→ **The problem**: Give back every line of the data below exactly.

== Provided information ==

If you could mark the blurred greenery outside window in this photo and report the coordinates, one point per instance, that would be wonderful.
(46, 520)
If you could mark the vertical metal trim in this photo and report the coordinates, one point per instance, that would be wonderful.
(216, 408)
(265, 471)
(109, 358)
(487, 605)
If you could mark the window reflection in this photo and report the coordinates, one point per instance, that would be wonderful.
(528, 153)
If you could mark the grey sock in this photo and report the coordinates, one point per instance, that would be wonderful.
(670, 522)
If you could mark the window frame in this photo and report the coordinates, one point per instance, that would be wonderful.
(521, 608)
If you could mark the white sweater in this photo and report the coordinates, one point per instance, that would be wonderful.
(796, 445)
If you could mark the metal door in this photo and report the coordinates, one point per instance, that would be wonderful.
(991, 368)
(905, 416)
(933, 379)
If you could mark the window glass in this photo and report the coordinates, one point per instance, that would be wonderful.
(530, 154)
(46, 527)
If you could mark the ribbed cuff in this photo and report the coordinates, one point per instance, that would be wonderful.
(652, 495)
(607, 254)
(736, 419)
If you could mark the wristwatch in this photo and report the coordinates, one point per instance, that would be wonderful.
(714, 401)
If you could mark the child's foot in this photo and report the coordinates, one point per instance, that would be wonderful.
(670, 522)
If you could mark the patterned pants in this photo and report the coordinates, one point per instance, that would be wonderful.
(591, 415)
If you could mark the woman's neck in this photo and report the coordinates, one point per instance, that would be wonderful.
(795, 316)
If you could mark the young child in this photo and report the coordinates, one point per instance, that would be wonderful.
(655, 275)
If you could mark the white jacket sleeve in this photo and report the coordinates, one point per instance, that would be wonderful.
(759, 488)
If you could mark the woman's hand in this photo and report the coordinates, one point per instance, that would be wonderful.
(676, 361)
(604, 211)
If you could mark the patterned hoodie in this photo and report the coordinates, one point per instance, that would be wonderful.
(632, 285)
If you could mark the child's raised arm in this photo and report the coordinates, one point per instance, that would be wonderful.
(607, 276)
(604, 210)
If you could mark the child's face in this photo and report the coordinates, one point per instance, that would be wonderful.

===

→ **Written response**:
If you could mark the blurred greenery outside window in this photo and report the coordinates, one point per instance, that would be wonderful.
(46, 520)
If you could mark the vertical metal trim in this photo and report the coordinates, one point per instance, that would be wonderful.
(216, 408)
(265, 471)
(109, 358)
(487, 605)
If you could mark the window reflection in this photo and report the coordinates, one point per instance, that would be wonderful.
(528, 153)
If you could mark the grey sock in this photo and report the coordinates, one point per instance, that would be wonderful.
(670, 522)
If you could mark the window frame in this photo and report the coordinates, one point per instance, that would be wonderful.
(521, 608)
If you could mark the white sweater in this photo and report the coordinates, one point per instance, that would be wonderful.
(796, 445)
If you could mark the metal door in this photo and report the coordinates, one point per instance, that would be wonderful.
(991, 368)
(905, 416)
(933, 379)
If you could mark the window glass in this photo and report the coordinates, one point per instance, that would be wonderful.
(530, 154)
(46, 527)
If you could mark the ribbed cuff in this photo and report the coordinates, one point per instance, that would be wonderful.
(652, 495)
(607, 254)
(736, 419)
If you could mark the wristwatch in this photo and report the coordinates, one point per instance, that would be wonderful.
(714, 401)
If you could mark the child's foot in this photo and report the coordinates, one point per instance, that would be wonderful.
(670, 522)
If you could mark the patterned pants in this photo and report the coordinates, one point per instance, that would be wonderful.
(591, 415)
If you could mark the woman's neck in this photo and report the coordinates, one point per instance, that would be wonderful.
(795, 316)
If you could mark the young child in this photo and report the coordinates, one point per instance, that would be wonderful.
(655, 275)
If you could mark the white jacket sleeve in this photo and report the coordinates, one point per instance, that would be wonderful.
(759, 488)
If you could mark the woman's hand in this photo and report the coordinates, one point per instance, that would be wonderful.
(676, 361)
(604, 211)
If you could mark the patterned hoodie in this photo and report the coordinates, one point per instance, that would be wonderful.
(632, 285)
If you could mark the child's raised arm in this photo and report the coordinates, one point per instance, that would be wonderful.
(607, 276)
(604, 210)
If you could mark the child's face in this photo and report the coordinates, one point per instance, that would be wonderful.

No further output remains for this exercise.